## What is being asked
Only the lines from the one containing "In the photo above, where can the glass" through the end of the data below should be copied, each exactly as written and with both ends kept.

══════════

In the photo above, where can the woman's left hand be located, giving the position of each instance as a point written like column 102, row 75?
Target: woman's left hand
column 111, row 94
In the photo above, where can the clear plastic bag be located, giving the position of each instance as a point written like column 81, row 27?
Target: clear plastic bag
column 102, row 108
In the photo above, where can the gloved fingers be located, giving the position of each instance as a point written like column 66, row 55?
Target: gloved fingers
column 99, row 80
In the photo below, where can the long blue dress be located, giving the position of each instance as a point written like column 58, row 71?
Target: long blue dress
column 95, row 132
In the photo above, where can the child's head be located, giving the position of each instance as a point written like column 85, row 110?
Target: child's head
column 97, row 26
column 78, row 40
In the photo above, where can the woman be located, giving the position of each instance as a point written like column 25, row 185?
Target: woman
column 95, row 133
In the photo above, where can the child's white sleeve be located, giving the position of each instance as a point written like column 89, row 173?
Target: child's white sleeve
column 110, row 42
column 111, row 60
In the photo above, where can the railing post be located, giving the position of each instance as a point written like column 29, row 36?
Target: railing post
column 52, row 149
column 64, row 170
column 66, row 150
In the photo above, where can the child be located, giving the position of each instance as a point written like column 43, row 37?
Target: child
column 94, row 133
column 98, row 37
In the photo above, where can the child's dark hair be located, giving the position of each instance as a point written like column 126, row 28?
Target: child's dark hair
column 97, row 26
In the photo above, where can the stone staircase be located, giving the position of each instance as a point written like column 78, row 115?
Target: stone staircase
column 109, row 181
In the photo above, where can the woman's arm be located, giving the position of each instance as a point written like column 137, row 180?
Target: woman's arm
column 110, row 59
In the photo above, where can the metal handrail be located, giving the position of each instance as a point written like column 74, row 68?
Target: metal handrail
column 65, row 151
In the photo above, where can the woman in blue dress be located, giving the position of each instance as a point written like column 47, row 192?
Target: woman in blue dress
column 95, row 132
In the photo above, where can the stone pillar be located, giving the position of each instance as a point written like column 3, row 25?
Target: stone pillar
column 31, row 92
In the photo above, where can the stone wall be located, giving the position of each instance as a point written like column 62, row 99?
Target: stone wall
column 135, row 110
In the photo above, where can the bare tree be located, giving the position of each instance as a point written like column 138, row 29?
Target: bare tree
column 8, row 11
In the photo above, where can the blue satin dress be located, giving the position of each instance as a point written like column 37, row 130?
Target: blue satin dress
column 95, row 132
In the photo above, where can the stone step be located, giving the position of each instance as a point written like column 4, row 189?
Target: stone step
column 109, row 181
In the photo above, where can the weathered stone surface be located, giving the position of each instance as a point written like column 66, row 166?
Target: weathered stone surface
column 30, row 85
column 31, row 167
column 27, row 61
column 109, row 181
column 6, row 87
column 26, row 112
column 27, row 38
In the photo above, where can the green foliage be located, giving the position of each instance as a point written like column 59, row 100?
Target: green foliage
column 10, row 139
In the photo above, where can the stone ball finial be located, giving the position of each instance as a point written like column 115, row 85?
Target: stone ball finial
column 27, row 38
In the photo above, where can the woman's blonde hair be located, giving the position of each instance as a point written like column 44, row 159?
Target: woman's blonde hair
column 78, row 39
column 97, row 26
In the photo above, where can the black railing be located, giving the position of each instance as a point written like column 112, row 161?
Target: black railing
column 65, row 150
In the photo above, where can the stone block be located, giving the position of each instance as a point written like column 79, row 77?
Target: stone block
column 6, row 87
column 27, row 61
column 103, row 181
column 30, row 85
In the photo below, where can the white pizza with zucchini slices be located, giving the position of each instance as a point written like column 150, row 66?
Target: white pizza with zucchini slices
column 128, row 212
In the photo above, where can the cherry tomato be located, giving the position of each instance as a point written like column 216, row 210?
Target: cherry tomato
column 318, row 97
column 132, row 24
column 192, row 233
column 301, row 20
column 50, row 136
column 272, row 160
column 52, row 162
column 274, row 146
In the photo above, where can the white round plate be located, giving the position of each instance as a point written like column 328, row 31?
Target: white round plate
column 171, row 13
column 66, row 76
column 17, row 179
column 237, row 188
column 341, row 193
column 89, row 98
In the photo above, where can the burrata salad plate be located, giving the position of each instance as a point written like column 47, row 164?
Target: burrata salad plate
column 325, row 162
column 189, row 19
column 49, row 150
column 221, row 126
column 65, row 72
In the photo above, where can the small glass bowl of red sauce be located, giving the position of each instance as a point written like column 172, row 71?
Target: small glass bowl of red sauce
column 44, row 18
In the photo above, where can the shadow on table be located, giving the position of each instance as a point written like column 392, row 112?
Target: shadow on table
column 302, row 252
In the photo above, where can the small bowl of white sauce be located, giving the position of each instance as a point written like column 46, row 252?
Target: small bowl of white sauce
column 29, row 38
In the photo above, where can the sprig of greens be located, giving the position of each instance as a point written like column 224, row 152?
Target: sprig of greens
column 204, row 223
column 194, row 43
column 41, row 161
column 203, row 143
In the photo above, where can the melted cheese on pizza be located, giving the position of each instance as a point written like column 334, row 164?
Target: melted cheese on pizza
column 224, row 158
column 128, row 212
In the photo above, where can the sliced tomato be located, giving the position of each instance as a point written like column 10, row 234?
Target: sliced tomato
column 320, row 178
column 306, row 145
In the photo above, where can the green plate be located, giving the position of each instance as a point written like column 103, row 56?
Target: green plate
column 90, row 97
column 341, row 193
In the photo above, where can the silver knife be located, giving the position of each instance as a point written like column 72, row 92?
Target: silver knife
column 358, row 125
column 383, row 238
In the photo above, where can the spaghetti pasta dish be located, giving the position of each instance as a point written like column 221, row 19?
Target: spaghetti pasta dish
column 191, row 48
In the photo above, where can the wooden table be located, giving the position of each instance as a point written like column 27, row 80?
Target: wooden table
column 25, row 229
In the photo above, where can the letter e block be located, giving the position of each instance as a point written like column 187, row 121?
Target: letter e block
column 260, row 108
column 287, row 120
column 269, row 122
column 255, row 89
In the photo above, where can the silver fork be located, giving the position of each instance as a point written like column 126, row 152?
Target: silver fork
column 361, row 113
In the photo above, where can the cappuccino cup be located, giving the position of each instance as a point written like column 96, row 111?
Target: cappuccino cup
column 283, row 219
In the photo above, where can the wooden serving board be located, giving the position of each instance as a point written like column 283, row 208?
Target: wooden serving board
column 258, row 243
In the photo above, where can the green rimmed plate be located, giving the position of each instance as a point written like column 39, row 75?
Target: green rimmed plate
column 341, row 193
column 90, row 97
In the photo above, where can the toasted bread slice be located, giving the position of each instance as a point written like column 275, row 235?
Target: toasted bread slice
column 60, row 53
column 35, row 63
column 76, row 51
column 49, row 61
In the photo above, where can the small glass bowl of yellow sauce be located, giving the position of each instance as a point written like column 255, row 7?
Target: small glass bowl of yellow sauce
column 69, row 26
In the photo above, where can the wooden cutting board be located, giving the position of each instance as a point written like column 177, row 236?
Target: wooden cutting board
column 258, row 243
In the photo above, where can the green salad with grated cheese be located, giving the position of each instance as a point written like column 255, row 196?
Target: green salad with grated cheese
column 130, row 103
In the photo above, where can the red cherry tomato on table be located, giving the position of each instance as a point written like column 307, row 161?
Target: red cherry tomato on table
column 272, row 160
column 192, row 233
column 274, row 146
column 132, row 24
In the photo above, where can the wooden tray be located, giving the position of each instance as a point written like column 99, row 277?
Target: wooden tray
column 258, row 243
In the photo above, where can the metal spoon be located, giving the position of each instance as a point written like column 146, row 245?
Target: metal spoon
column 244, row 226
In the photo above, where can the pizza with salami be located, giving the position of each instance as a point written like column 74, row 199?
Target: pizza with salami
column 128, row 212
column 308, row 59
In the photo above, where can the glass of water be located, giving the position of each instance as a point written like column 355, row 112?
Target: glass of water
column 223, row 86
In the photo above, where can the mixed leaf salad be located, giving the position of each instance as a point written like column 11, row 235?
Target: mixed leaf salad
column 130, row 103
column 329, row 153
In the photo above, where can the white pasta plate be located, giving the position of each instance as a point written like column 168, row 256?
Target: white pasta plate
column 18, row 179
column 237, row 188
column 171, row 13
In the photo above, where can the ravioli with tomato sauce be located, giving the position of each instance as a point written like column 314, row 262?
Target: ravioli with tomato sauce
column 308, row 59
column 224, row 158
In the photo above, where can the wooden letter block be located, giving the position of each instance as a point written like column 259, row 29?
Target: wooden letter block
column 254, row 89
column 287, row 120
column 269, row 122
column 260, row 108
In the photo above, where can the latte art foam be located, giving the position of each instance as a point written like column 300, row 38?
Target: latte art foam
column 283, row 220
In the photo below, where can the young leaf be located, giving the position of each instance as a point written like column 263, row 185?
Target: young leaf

══════════

## Solution for this exercise
In the photo above, where can the glass of water be located, giving the position of each instance as a point written like column 355, row 112?
Target: glass of water
column 223, row 86
In the photo above, where can the mixed leaf salad be located, giving the position of each instance as a point written like column 11, row 235?
Target: mixed leaf salad
column 130, row 103
column 329, row 153
In the photo above, where can the white pasta plate be located, giving the position of each instance as a point written like column 168, row 256?
Target: white pasta plate
column 18, row 179
column 237, row 188
column 171, row 13
In the photo above, where can the ravioli with tomato sauce be located, giving the position of each instance as a point written like column 314, row 262?
Target: ravioli with tomato sauce
column 308, row 59
column 224, row 158
In the photo above, where can the wooden letter block be located, giving the position of each instance as a point written like column 259, row 29?
Target: wooden letter block
column 254, row 89
column 287, row 120
column 269, row 122
column 260, row 108
In the photo above, where can the latte art foam be located, giving the position of each instance as a point written like column 300, row 38?
Target: latte art foam
column 283, row 220
In the photo below, where can the young leaf be located, giving the position of each instance as a point written like column 263, row 185?
Target: young leaf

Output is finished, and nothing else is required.